#### Record extracts

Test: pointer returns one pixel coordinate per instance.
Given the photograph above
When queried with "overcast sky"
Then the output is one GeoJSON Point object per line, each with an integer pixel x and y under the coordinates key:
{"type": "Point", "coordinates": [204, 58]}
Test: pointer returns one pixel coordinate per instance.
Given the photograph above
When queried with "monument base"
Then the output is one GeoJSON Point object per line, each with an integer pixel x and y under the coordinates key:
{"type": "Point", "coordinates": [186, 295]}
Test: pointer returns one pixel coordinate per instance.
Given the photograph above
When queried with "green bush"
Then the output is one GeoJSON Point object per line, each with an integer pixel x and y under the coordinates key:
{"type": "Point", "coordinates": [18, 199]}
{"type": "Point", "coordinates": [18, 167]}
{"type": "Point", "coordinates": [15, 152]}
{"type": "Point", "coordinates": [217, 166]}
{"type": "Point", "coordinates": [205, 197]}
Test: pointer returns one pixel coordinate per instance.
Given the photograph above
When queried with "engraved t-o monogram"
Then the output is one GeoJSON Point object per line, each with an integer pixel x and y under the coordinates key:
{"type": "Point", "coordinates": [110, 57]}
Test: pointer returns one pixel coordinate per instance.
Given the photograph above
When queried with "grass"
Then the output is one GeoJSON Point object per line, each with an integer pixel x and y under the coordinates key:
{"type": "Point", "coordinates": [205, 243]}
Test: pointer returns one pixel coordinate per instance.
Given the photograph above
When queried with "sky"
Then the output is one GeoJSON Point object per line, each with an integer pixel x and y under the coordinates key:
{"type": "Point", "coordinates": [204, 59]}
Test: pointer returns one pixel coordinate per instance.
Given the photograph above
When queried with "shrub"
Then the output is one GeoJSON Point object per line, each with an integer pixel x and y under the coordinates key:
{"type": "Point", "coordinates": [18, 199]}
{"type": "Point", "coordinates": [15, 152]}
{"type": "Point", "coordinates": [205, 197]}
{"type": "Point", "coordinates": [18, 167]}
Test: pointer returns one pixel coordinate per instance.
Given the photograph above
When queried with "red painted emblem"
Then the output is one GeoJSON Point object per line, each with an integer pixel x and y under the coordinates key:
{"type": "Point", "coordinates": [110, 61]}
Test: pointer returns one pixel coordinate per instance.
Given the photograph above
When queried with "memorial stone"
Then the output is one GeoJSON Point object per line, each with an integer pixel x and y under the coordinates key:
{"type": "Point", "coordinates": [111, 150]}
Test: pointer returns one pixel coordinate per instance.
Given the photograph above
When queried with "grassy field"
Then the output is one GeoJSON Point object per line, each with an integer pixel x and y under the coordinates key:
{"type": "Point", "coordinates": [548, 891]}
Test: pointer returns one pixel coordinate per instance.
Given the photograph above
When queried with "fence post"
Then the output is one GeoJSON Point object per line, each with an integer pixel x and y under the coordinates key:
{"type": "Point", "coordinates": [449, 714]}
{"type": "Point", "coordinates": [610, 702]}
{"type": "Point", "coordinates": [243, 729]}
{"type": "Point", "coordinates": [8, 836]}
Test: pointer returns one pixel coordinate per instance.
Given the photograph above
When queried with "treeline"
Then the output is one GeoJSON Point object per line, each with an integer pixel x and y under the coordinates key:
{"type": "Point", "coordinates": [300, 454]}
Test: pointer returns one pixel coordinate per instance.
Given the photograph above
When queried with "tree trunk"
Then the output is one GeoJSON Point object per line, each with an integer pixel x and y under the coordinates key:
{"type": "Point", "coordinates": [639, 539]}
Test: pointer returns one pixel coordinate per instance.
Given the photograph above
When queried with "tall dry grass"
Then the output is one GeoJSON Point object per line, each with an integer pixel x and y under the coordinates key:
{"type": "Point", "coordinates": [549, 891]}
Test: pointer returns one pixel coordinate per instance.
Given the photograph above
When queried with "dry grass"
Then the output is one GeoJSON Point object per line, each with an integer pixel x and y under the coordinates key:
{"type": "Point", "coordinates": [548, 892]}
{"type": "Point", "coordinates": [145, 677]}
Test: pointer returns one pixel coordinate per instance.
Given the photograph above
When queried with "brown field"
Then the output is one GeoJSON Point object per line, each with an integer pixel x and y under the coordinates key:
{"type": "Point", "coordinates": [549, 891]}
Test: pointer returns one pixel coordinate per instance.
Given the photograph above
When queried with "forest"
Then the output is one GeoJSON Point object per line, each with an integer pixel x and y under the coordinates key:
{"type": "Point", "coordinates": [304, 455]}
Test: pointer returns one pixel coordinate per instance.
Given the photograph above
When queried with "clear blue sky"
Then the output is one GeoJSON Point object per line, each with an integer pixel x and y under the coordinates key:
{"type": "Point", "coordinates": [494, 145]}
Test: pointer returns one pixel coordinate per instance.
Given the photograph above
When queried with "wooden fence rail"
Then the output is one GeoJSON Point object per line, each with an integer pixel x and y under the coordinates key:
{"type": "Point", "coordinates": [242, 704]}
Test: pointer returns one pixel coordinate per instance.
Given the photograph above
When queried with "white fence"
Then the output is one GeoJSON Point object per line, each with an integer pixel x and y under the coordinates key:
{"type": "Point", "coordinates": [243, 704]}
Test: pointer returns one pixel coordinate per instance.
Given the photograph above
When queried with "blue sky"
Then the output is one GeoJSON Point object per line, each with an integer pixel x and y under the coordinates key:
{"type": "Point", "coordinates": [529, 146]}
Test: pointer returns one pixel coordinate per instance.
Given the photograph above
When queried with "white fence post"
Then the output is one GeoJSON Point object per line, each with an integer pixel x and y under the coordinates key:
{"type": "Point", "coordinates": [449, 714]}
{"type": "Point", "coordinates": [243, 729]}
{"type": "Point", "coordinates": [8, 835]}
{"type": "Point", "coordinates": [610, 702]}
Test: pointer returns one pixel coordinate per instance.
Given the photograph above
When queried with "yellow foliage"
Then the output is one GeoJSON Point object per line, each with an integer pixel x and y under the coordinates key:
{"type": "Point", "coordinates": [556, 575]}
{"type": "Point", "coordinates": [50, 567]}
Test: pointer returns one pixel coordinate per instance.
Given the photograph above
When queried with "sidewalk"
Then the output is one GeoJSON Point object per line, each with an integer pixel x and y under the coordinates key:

########

Repeat every record exactly as written, please.

**Result for this exercise:**
Test: pointer returns one pixel coordinate per instance.
Given the photograph above
When queried with "overcast sky"
Then the output is one GeoJSON Point object per line, each with an integer pixel x and y under the coordinates key:
{"type": "Point", "coordinates": [204, 58]}
Test: pointer returns one pixel coordinate per instance.
Given the photograph above
When queried with "monument base"
Then the output is one GeoJSON Point object per line, each with an integer pixel x and y under the coordinates key:
{"type": "Point", "coordinates": [186, 295]}
Test: pointer returns one pixel coordinate per instance.
Given the photograph above
When queried with "green bush"
Then the output is one GeoJSON Point object per line, each with an integer pixel x and y under the coordinates key:
{"type": "Point", "coordinates": [18, 199]}
{"type": "Point", "coordinates": [18, 167]}
{"type": "Point", "coordinates": [15, 152]}
{"type": "Point", "coordinates": [217, 166]}
{"type": "Point", "coordinates": [205, 197]}
Test: pointer returns one pixel coordinate per instance.
Given the photograph above
When queried with "engraved t-o monogram"
Then the output is one GeoJSON Point object per line, each with an integer pixel x and y under the coordinates key:
{"type": "Point", "coordinates": [110, 57]}
Test: pointer returns one pixel coordinate per instance.
Given the photograph above
When queried with "grass"
Then the output is one GeoJSON Point object per line, each with an integer pixel x and y under the coordinates key:
{"type": "Point", "coordinates": [205, 243]}
Test: pointer returns one pixel coordinate per instance.
Given the photograph above
When queried with "sky"
Then the output is one GeoJSON Point object per line, each with an integer pixel x and y under the coordinates key:
{"type": "Point", "coordinates": [204, 59]}
Test: pointer returns one pixel coordinate per instance.
Given the photograph above
When queried with "shrub"
Then the output is one GeoJSON Point object per line, each with an integer pixel x and y under the coordinates key:
{"type": "Point", "coordinates": [18, 199]}
{"type": "Point", "coordinates": [15, 152]}
{"type": "Point", "coordinates": [205, 197]}
{"type": "Point", "coordinates": [18, 167]}
Test: pointer returns one pixel coordinate per instance.
Given the photograph above
When queried with "red painted emblem"
Then the output is one GeoJSON Point object per line, each with an integer pixel x and y under the coordinates key:
{"type": "Point", "coordinates": [110, 61]}
Test: pointer returns one pixel coordinate per instance.
Given the photograph above
When queried with "memorial stone"
Then the output is one GeoJSON Point object per line, each with an integer pixel x and y under the coordinates key:
{"type": "Point", "coordinates": [111, 150]}
Test: pointer returns one pixel coordinate per instance.
Given the photograph above
When queried with "grassy field"
Then the output is one GeoJSON Point object per line, each with an integer pixel x and y under the coordinates key:
{"type": "Point", "coordinates": [548, 891]}
Test: pointer returns one pixel coordinate per instance.
Given the photograph above
When queried with "fence post"
Then the output is one GeoJSON Point object per line, each with an integer pixel x and y under the coordinates key:
{"type": "Point", "coordinates": [449, 714]}
{"type": "Point", "coordinates": [610, 702]}
{"type": "Point", "coordinates": [243, 729]}
{"type": "Point", "coordinates": [8, 836]}
Test: pointer returns one pixel coordinate per instance.
Given the photograph above
When queried with "treeline"
Then the output is one GeoJSON Point object per line, each with an integer pixel x and y under the coordinates key:
{"type": "Point", "coordinates": [300, 454]}
Test: pointer returns one pixel coordinate per instance.
Given the photograph above
When queried with "tree trunk"
Then the output is one GeoJSON Point object per line, each with an integer pixel x and y under the coordinates key:
{"type": "Point", "coordinates": [639, 539]}
Test: pointer returns one pixel coordinate per instance.
Given the photograph above
When queried with "tall dry grass"
Then the output is one GeoJSON Point object per line, each with an integer pixel x and y under the coordinates key:
{"type": "Point", "coordinates": [549, 891]}
Test: pointer returns one pixel coordinate per instance.
Given the photograph above
When queried with "dry grass"
Then the output is one GeoJSON Point object per line, each with an integer pixel x and y under the coordinates key:
{"type": "Point", "coordinates": [548, 892]}
{"type": "Point", "coordinates": [145, 677]}
Test: pointer returns one pixel coordinate per instance.
Given the photograph above
When queried with "brown field"
Then the output is one GeoJSON Point object per line, each with an integer pixel x and y under the coordinates key:
{"type": "Point", "coordinates": [549, 891]}
Test: pointer returns one pixel coordinate per instance.
Given the photograph above
When queried with "forest"
Then the output is one GeoJSON Point object per line, each with an integer pixel x and y under the coordinates key:
{"type": "Point", "coordinates": [304, 455]}
Test: pointer returns one pixel coordinate per instance.
Given the photograph above
When queried with "clear blue sky"
Then the output is one GeoJSON Point object per line, each with an integer pixel x and y under the coordinates key:
{"type": "Point", "coordinates": [494, 145]}
Test: pointer returns one pixel coordinate per instance.
Given the photograph above
When queried with "wooden fence rail"
Then the output is one GeoJSON Point object per line, each with an integer pixel x and y under the coordinates key:
{"type": "Point", "coordinates": [242, 704]}
Test: pointer returns one pixel coordinate per instance.
Given the photograph above
When queried with "white fence"
Then the output is one GeoJSON Point object per line, each with an integer pixel x and y under the coordinates key:
{"type": "Point", "coordinates": [243, 704]}
Test: pointer returns one pixel coordinate per instance.
Given the photograph above
When queried with "blue sky"
Then the output is one GeoJSON Point object per line, each with an integer pixel x and y under the coordinates key:
{"type": "Point", "coordinates": [529, 146]}
Test: pointer returns one pixel coordinate per instance.
Given the photograph above
When queried with "white fence post"
Then the output is one GeoJSON Point object per line, each with an integer pixel x and y under the coordinates key:
{"type": "Point", "coordinates": [449, 714]}
{"type": "Point", "coordinates": [243, 729]}
{"type": "Point", "coordinates": [8, 835]}
{"type": "Point", "coordinates": [610, 702]}
Test: pointer returns one pixel coordinate per instance.
Given the photograph above
When queried with "yellow foliage"
Then the output is one GeoJSON Point object per line, each with an integer pixel x and y under the coordinates key:
{"type": "Point", "coordinates": [556, 575]}
{"type": "Point", "coordinates": [50, 567]}
Test: pointer returns one pixel coordinate per instance.
Given the photograph above
When queried with "sidewalk"
Then the output is one GeoJSON Point object per line, each with an integer pixel x and y under the coordinates key:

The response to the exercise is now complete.